We lease certain facilities under non-cancelable operating and capital leases. These leases expire at various dates through 2066. Certain lease commitments contain fixed payment increases at predetermined intervals over the life of the lease, while other lease commitments are subject to escalation clauses of an amount equal to the increase in the cost of living based on the “Consumer Price Index - U.S. Cities Average - All Items for all Urban Consumers” published by the U.S. Department of Labor, or a substantially equivalent regional index. Lease expense related to operating leases is recognized on a straight-line basis over the life of the lease.


The minimum lease payments under our operating and capital leases after December 31, 2013 are as follows (in thousands):


Year Ending December 31,

       

2014

  $ 17,726  

2015

    15,655  

2016

    14,810  

2017

    12,874  

2018

    11,076  

Thereafter

    67,048  

Total minimum lease payments

    139,189  

Less: sublease rentals

    (7,025 )
    $ 132,164  

Rent expense, net of sublease income, for all operating leases was $14.0 million, $15.2 million and $13.3 million for the years ended December 31, 2013, 2012 and 2011, respectively. These amounts are included as a component of selling, general and administrative expenses in our Consolidated Statements of Operations.


In connection with dispositions of dealerships, we occasionally assign or sublet our interests in any real property leases associated with such dealerships to the purchaser. We often retain responsibility for the performance of certain obligations under such leases to the extent that the assignee or sublessee does not perform. Additionally, we may remain subject to the terms of any guarantees and have correlating indemnification rights against the assignee or sublessee in the event of non-performance, as well as certain other defenses. We may also be called upon to perform other obligations under these leases, such as environmental remediation of the premises or repairs upon termination of the lease. We currently have no reason to believe that we will be called upon to perform any such services; however, there can be no assurance that any future performance required by us under these leases will not have a material adverse effect on our financial condition or results of operations.


Certain of our facilities where a lease obligation still exists have been vacated for business reasons. In these instances, we make efforts to find qualified tenants to sublease the facilities and assume financial responsibility. However, due to the specific nature and size of our dealership facilities, tenants are not always available or the amount tenants are willing to pay does not recover the full lease obligation. When an exposure exists related to vacating certain leases, liabilities are accrued to reflect our estimate of future lease obligations, net of estimated sublease income.

* * * *

EXERCISE AIM - According to the lease disclosure, through what year do the leases expire? The data that comes next is unrelated to the lease disclosure.

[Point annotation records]
* * * *

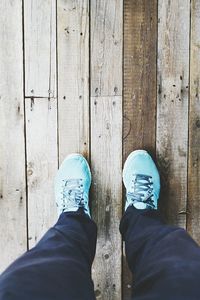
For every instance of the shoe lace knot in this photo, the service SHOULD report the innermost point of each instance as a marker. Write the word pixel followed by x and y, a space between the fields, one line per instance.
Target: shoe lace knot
pixel 142 190
pixel 72 193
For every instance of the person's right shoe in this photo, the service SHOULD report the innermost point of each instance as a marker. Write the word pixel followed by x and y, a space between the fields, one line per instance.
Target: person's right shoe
pixel 141 180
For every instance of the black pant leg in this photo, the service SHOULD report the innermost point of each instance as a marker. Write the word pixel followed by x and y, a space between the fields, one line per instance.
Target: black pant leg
pixel 58 267
pixel 164 260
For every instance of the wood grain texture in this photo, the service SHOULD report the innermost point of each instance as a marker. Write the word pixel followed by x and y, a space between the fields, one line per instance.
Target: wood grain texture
pixel 139 105
pixel 73 77
pixel 106 143
pixel 13 237
pixel 172 107
pixel 42 164
pixel 106 157
pixel 106 45
pixel 40 48
pixel 193 217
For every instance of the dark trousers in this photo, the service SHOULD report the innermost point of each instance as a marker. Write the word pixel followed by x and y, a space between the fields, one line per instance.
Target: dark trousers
pixel 164 260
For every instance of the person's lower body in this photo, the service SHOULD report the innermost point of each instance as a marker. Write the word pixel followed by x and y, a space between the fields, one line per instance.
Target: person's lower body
pixel 164 260
pixel 59 267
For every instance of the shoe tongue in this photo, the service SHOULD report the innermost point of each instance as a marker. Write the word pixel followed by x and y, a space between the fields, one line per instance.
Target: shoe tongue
pixel 140 205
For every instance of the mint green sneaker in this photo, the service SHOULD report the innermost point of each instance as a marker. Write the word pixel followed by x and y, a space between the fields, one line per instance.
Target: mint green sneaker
pixel 72 184
pixel 141 180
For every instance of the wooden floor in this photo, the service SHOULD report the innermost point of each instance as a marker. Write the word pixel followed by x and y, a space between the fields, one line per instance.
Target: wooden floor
pixel 102 78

* * * *

IN RESPONSE - 2066